> Information given:
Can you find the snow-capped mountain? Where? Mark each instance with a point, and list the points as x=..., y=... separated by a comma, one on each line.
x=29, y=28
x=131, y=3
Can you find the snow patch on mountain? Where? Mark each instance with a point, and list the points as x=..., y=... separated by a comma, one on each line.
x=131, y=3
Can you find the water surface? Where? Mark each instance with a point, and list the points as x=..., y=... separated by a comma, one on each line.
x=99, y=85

> Task requirements: What is needed is an exact, complete copy of the entries above.

> Task solution:
Can you find the snow-capped mountain? Where? Mark each instance with a point, and list the points as x=..., y=... separated by a comma, one on each line.
x=29, y=28
x=131, y=3
Can you find the snow patch on mountain? Where? Mark each instance with a point, and list the points as x=..., y=... separated by a comma, one on each line.
x=131, y=3
Can you find the water surface? Where? Mark each instance with a point, and list the points as x=..., y=... separated by a comma, one on each line.
x=99, y=85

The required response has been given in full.